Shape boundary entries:
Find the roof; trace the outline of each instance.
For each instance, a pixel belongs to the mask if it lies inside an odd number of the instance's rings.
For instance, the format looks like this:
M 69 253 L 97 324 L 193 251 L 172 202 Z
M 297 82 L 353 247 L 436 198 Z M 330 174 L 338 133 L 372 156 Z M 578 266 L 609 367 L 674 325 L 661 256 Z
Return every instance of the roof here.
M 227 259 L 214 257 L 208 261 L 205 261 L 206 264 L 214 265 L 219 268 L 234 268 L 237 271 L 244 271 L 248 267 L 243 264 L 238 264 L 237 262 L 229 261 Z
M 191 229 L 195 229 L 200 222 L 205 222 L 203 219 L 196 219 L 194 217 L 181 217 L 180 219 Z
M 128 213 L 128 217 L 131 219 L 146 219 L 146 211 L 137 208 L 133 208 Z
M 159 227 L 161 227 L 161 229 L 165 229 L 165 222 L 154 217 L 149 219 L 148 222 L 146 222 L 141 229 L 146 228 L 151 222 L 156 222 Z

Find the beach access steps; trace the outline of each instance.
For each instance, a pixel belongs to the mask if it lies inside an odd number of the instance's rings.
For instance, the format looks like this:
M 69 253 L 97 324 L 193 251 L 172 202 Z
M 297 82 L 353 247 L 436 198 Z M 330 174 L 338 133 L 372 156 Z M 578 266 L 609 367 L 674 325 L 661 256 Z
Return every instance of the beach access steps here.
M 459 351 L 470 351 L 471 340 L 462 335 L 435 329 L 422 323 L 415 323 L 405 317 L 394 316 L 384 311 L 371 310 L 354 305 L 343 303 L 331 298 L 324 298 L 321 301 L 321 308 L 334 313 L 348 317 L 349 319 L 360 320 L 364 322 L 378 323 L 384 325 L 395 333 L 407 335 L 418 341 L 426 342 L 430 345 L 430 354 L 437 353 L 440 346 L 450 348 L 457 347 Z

Given request: Copy the entire listing above word for word, from the first line to the last.

Final answer:
Find the roof; trace the outline of each instance.
For each instance, a pixel belongs to the mask if it lies inside an odd number of the instance's rings.
For instance, the format looks like this:
M 69 253 L 97 324 L 193 251 L 172 202 Z
M 297 82 L 353 247 L 436 198 Z M 330 174 L 338 133 L 372 156 Z M 578 266 L 609 367 L 674 325 L 661 256 Z
Return every instance of the roof here.
M 227 259 L 214 257 L 208 261 L 205 261 L 206 264 L 214 265 L 219 268 L 234 268 L 237 271 L 244 271 L 248 267 L 243 264 L 238 264 L 237 262 L 229 261 Z
M 191 229 L 195 229 L 200 222 L 205 222 L 203 219 L 196 219 L 194 217 L 181 217 L 180 219 Z
M 128 213 L 128 217 L 131 219 L 146 219 L 146 211 L 137 208 L 133 208 Z
M 159 227 L 161 227 L 161 229 L 165 229 L 165 222 L 154 217 L 149 219 L 148 222 L 146 222 L 141 229 L 146 228 L 151 222 L 156 222 Z

Find the beach access steps; trace the outline of each instance.
For each instance, a pixel belongs to the mask if it lies inside an odd number of the instance's rings.
For instance, the format looks like this:
M 69 253 L 97 324 L 193 251 L 172 202 Z
M 297 82 L 353 247 L 436 198 Z M 330 174 L 338 133 L 372 156 Z M 578 266 L 609 367 L 674 325 L 661 256 Z
Return every instance of the beach access steps here.
M 459 351 L 470 351 L 471 340 L 462 335 L 435 329 L 422 323 L 415 323 L 405 317 L 394 316 L 384 311 L 371 310 L 354 305 L 343 303 L 331 298 L 324 298 L 321 301 L 321 308 L 334 313 L 348 317 L 349 319 L 360 320 L 364 322 L 378 323 L 384 325 L 395 333 L 407 335 L 418 341 L 426 342 L 430 345 L 430 354 L 437 353 L 440 346 L 450 348 L 457 347 Z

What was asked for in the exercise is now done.